• Brief:
Using the entries below, write out the line with "One marker per instance of the red", the line with "One marker per instance of the man's hand", and every line in between, exactly as each is written.

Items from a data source
*** Block opens ***

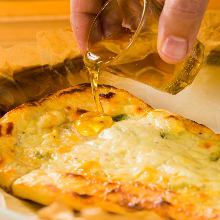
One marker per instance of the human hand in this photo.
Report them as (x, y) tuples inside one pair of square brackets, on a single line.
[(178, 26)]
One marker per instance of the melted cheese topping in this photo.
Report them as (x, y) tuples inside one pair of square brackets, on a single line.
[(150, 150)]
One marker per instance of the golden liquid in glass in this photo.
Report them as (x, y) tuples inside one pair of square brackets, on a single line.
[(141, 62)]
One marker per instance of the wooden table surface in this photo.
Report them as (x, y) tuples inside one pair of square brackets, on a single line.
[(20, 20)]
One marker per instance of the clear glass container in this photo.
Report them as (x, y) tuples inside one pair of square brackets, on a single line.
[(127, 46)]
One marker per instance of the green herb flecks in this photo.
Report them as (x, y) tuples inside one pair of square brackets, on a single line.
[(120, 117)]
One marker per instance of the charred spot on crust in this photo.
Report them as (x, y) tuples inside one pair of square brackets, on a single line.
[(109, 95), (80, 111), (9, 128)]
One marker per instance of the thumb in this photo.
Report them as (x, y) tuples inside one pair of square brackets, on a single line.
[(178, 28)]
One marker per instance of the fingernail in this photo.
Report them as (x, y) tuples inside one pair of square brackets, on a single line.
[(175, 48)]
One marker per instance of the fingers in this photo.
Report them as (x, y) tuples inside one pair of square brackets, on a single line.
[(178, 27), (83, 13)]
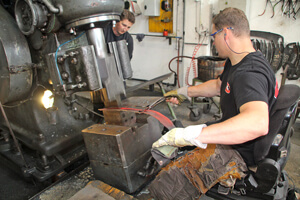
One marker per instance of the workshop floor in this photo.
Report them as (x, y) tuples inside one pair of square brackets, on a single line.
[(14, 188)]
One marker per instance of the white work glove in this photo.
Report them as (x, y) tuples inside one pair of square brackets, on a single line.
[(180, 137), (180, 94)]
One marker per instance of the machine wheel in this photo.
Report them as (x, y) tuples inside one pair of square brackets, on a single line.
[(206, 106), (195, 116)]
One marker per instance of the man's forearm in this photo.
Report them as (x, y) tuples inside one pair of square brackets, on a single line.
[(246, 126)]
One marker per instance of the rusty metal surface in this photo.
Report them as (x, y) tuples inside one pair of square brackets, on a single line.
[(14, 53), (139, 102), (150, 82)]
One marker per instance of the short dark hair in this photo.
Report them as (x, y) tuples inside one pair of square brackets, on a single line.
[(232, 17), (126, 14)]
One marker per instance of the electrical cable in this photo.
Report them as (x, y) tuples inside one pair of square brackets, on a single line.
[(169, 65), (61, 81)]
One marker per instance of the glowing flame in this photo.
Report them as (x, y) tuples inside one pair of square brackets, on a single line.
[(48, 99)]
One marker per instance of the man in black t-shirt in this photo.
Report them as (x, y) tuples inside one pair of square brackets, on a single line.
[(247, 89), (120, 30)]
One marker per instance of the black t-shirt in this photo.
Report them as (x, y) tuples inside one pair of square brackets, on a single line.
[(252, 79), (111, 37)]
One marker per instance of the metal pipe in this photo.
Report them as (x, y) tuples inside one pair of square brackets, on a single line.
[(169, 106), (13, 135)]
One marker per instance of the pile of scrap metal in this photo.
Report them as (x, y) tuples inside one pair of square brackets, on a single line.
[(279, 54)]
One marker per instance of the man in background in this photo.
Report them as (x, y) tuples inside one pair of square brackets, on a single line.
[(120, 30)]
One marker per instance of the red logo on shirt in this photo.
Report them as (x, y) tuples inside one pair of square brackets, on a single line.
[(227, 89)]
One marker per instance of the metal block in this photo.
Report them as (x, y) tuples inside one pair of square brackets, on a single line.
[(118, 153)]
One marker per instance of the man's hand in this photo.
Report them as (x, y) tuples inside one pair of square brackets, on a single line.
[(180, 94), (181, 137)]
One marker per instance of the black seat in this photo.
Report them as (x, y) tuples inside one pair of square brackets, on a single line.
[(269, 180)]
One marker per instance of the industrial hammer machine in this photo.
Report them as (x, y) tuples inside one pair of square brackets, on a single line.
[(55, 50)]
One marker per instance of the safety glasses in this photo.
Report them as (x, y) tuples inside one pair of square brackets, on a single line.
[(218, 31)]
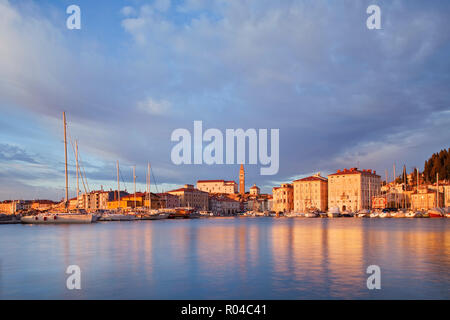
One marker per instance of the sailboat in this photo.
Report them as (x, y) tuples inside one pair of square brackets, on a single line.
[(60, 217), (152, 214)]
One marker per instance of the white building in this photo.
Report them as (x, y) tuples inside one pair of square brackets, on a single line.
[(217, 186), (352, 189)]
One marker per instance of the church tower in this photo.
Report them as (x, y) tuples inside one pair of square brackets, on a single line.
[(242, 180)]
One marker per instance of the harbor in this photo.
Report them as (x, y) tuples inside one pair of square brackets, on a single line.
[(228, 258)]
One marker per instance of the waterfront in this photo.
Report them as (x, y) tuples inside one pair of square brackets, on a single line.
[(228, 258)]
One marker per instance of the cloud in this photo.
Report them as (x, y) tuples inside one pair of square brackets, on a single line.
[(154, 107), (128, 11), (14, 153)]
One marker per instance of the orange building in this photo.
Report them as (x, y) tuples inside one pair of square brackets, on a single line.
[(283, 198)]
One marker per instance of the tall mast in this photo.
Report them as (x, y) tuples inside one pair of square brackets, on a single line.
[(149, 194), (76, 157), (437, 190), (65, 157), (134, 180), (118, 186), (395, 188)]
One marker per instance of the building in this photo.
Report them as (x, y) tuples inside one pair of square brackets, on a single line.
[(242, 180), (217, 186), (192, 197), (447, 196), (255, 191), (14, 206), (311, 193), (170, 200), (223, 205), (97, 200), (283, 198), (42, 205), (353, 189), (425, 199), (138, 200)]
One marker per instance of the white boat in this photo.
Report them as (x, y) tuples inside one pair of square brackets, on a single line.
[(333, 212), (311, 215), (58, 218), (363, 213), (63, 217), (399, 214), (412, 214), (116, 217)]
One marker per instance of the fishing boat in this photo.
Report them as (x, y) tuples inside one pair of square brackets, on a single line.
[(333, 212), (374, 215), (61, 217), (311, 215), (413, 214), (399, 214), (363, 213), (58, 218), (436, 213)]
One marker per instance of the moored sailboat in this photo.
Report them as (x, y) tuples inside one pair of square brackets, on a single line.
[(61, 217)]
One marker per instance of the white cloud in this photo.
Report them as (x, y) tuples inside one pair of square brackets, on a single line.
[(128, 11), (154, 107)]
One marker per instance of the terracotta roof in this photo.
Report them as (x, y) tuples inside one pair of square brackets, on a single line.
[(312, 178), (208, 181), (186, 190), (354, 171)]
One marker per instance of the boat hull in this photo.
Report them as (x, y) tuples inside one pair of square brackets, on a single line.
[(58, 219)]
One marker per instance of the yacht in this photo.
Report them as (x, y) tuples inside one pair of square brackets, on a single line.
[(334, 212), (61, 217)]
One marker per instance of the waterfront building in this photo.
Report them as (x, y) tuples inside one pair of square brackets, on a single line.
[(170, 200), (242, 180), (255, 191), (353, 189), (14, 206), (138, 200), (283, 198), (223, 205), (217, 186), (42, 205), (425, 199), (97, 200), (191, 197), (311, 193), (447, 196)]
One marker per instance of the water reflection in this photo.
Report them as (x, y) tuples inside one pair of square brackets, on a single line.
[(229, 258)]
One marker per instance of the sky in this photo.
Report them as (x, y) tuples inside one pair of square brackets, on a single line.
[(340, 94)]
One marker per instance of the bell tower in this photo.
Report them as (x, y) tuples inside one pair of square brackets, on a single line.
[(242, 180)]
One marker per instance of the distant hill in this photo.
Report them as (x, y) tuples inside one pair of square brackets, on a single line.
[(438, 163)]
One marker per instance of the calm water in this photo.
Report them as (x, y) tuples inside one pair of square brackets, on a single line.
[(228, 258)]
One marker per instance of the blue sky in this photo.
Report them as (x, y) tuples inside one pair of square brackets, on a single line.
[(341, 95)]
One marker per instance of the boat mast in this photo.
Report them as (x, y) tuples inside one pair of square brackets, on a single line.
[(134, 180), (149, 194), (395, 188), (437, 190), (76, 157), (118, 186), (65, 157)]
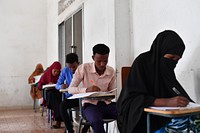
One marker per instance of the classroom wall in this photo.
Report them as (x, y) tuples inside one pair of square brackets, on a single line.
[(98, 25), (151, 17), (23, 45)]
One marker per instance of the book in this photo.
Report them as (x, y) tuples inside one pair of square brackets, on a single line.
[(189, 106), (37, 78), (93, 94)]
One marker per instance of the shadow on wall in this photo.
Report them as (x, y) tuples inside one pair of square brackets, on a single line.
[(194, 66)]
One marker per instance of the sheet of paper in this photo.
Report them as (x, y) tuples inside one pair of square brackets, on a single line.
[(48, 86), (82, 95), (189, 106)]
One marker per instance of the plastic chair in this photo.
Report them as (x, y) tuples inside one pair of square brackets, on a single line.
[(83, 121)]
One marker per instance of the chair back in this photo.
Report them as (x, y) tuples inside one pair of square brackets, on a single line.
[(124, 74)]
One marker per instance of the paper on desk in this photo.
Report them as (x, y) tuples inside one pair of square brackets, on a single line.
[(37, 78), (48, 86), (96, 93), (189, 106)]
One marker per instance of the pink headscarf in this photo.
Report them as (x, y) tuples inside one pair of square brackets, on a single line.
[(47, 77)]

*** Block closes ***
*** Block opens ***

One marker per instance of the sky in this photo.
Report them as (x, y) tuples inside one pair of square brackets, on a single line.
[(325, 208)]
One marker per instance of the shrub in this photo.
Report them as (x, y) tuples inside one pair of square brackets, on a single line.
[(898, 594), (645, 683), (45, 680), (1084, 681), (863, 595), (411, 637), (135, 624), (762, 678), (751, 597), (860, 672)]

*** Block closes ***

• Response to this exercise:
One marker per instance of the red logo on shirt in this photo.
Report them as (x, y) tuples inside one pair of square brackets, on a single line.
[(227, 89)]
One marker per instance of the metal block in this photo.
Report them as (x, y) tuples inside one pair of square brackets, on a single line.
[(118, 153)]
One marker per instance of the man's hand in this photo.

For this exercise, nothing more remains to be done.